* AIM OF THE TASK:
Could you give the lines of these rows as a JSON list of strings, one string per line, with blank lines left out?

[Annotated coordinate records]
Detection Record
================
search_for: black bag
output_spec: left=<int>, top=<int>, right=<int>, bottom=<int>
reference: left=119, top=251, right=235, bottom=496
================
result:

* EXERCISE RESPONSE:
[
  "Detection Record",
  "================",
  "search_for: black bag",
  "output_spec: left=<int>, top=<int>, right=<int>, bottom=<int>",
  "reference: left=119, top=251, right=235, bottom=496",
  "================",
  "result:"
]